# Task directions
Output every line of the material below verbatim, changing nothing.

Collection entries
■ ■ ■ ■
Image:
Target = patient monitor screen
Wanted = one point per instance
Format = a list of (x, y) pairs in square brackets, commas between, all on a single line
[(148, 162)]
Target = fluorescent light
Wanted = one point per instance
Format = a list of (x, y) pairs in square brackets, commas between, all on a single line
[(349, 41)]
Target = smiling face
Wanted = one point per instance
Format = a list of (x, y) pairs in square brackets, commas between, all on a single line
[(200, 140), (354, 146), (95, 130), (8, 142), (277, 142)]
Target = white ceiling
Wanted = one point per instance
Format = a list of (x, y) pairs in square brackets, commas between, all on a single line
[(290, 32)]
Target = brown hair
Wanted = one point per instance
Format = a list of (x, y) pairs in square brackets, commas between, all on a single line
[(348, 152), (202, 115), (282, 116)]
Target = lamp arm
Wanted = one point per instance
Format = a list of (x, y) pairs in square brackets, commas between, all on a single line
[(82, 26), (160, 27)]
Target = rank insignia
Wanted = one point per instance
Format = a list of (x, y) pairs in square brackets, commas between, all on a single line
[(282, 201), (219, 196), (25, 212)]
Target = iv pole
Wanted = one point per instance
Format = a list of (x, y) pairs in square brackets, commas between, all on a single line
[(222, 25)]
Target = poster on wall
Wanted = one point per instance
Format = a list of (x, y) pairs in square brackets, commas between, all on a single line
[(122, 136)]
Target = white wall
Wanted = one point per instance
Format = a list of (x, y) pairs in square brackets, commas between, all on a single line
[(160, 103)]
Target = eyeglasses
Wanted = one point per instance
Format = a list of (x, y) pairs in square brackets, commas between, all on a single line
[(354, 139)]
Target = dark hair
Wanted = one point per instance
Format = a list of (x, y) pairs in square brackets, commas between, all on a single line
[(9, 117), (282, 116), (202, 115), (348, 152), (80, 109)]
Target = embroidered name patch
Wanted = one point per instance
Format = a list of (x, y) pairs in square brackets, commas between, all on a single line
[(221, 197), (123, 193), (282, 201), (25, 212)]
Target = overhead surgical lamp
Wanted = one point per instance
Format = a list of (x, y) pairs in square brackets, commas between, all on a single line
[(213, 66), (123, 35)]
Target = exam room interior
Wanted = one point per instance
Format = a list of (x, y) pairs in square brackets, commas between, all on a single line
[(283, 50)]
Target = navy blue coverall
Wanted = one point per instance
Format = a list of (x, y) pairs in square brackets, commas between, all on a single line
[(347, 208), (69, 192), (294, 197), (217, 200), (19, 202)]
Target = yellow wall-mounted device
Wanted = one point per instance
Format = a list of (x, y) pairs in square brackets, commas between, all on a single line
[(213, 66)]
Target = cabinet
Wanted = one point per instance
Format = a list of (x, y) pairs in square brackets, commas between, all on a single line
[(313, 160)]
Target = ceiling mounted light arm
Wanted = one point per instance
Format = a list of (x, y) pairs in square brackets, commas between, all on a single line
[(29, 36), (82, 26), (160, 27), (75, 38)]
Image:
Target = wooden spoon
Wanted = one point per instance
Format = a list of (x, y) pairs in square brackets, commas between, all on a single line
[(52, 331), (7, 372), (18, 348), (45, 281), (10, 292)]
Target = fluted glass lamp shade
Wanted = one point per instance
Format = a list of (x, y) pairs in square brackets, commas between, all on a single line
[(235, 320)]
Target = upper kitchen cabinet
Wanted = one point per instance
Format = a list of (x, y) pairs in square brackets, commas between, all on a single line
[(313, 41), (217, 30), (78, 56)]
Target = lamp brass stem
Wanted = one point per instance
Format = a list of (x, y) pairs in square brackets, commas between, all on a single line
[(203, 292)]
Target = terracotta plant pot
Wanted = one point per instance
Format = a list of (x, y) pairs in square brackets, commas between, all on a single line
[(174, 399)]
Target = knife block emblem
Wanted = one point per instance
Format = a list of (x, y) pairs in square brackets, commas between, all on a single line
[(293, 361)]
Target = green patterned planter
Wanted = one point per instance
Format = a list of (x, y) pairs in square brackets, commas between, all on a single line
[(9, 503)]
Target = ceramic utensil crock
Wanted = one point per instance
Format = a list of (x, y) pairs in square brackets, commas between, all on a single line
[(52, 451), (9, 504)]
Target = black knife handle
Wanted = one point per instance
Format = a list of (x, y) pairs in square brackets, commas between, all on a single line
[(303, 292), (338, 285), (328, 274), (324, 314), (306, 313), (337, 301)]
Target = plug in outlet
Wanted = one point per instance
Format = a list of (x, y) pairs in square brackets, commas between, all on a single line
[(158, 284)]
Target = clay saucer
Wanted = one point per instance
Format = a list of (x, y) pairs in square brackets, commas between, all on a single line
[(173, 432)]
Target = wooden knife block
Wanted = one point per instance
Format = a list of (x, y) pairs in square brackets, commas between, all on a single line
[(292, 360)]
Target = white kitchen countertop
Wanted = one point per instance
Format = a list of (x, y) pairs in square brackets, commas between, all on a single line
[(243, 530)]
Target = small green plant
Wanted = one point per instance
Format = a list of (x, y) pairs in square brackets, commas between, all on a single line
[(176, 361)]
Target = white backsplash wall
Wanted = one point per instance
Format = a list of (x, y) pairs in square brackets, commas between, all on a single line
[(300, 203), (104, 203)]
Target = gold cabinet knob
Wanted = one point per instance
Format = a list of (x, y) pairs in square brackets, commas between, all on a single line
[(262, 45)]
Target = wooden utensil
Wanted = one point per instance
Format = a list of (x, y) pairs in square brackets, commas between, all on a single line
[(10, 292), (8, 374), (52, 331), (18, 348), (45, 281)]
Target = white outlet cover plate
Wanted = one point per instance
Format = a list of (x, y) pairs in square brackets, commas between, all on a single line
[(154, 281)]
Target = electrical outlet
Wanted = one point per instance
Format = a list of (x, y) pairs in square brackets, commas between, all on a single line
■ ■ ■ ■
# Written answer
Image:
Target = patient monitor screen
Wanted = one point per instance
Format = a list of (x, y) pairs in square brackets, commas between, all on a single line
[(148, 162)]
Target = fluorescent light
Wanted = one point per instance
Format = a list of (x, y) pairs in square brackets, commas between, all on a single line
[(349, 41)]
Target = smiling face
Wanted = one point per instance
Format = a list of (x, y) pairs in square brackets, commas between, all on a single line
[(200, 140), (354, 146), (95, 130), (8, 142), (277, 142)]
Target = white ceiling
Wanted = one point per instance
Format = a list of (x, y) pairs in square brackets, commas between, all on a single line
[(290, 32)]
Target = brown hair
Wanted = one point per instance
Format = a list of (x, y) pairs in square brackets, commas between, all on a single line
[(348, 152), (202, 115), (282, 116)]
Target = lamp arm
Wanted = one point per instance
Format = a list of (x, y) pairs in square brackets, commas between, all on a single line
[(82, 26), (160, 27)]
Target = rank insignia
Wanted = one point per instance
Format = a list of (x, y) pairs in square brackets, commas between, all on a single line
[(282, 201), (219, 196), (25, 212)]
Target = iv pole
Wanted = one point per instance
Format = a list of (x, y) pairs in square brackets, commas between, all on a single line
[(222, 25)]
Target = poster on wall
Wanted = one point per instance
Format = a list of (x, y) pairs in square brackets, commas between, all on a single line
[(122, 136)]
Target = white wall
Wanted = one point per instance
Format = a list of (x, y) pairs in square brackets, commas between, all on a single line
[(160, 103)]
Target = eyeglasses
Wanted = one point per instance
Format = a list of (x, y) pairs in square brackets, commas between, all on a single line
[(354, 139)]
Target = dark hair
Wanted = one point per instance
Format = a list of (x, y) pairs in square brackets, commas between, all on a single line
[(9, 117), (282, 116), (202, 115), (348, 152), (80, 109)]
Target = embroidered name patch
Wanted = one point per instance
Format = a list of (x, y) pairs in square brackets, commas between, all on a single line
[(221, 197), (123, 193), (282, 201), (25, 212)]
Target = overhead surgical lamp
Wanted = one point per instance
Format = a list of (x, y) pairs in square brackets, commas between, all on a single line
[(213, 66), (123, 35)]
Target = exam room interior
Wanted = one point per instance
Format = a list of (x, y) pairs in square brackets, commas between, all on a single line
[(283, 50)]
Target = navy blue coverall
Wanted = one point per instance
Format = a list of (x, y) pairs in square brackets, commas between, all on a single line
[(347, 208), (69, 192), (294, 197), (217, 200), (19, 202)]
Target = yellow wall-mounted device
Wanted = one point per instance
Format = a list of (x, y) pairs in square brackets, commas between, all on a single line
[(213, 66)]
Target = cabinet
Wanted = one point per instance
Format = a list of (x, y) pairs in square brackets, commas between, all on a single line
[(313, 160)]
Target = ceiling mounted light arm
Wanted = one point per instance
Format = a list of (x, y) pairs in square brackets, commas between, all on a single line
[(29, 36), (82, 26), (160, 27), (75, 38)]
Image:
Target = wooden spoon
Wanted = one point per instance
Format = a list of (x, y) pairs in square brackets, commas between, all on a single line
[(52, 331), (7, 372), (18, 348), (45, 281), (10, 292)]
Target = fluted glass lamp shade
Wanted = one point per instance
Format = a list of (x, y) pairs in square brackets, commas between, all on a single line
[(235, 320)]
Target = upper kitchen cabinet
Wanted = one point per instance
Format = a list of (x, y) pairs in square brackets, commas between, all on a single line
[(313, 41), (217, 30), (78, 56)]
Target = lamp brass stem
Wanted = one point per instance
Format = a list of (x, y) pairs in square brackets, commas between, all on a single line
[(203, 292)]
Target = terracotta plant pot
Wanted = one point per instance
Format = a list of (x, y) pairs in square brackets, commas between, all on a single line
[(174, 399)]
Target = knife block emblem
Wanted = one point per instance
Format = a list of (x, y) pairs in square brackets, commas between, all on a single line
[(293, 361)]
Target = green patterned planter
Wanted = one point per instance
Format = a list of (x, y) pairs in square brackets, commas between, all on a single line
[(9, 503)]
Target = ceramic utensil crock
Wanted = one point per instance
Format = a list of (x, y) pairs in square brackets, commas between, all on a single line
[(52, 451), (9, 504)]
Target = black knife handle
Wanted = one point per instance
Format = a list of (x, y) pairs in square brackets, commas between, all on a single line
[(303, 292), (338, 285), (328, 274), (324, 314), (306, 313), (337, 301)]
Target = plug in outlet
Wanted = one point per instance
Format = a list of (x, y) pairs in square brackets, commas between, all on a single line
[(158, 284)]
Target = clay saucer
Wanted = one point per instance
Format = a list of (x, y) pairs in square brackets, commas between, all on a single line
[(173, 432)]
Target = wooden knife block
Wanted = one point per instance
Format = a list of (x, y) pairs in square brackets, commas between, all on a single line
[(292, 360)]
Target = white kitchen countertop
Wanted = one point per instance
Format = a list of (x, y) pairs in square brackets, commas between, all on a single line
[(243, 530)]
Target = small green plant
Wanted = one point per instance
Format = a list of (x, y) pairs in square brackets, commas between, all on a single line
[(176, 361)]
Target = white backsplash wall
Wanted = one point per instance
Format = a list of (x, y) pairs in square brackets, commas between, all on a single line
[(300, 203), (104, 203)]
Target = gold cabinet knob
Wanted = one point per instance
Format = a list of (x, y) pairs in square brackets, commas between, all on a single line
[(262, 45)]
Target = wooden utensil
Wanted = one point per instance
Format = a list of (x, y) pairs in square brackets, commas between, all on a single line
[(10, 292), (8, 374), (52, 331), (18, 348), (45, 281)]
Target = white outlet cover plate
Wanted = one point per instance
Format = a list of (x, y) pairs in square brackets, commas between, all on a single line
[(154, 281)]
Target = electrical outlet
Wanted = one point per instance
Format = a list of (x, y) pairs in square brackets, commas between, all on a single line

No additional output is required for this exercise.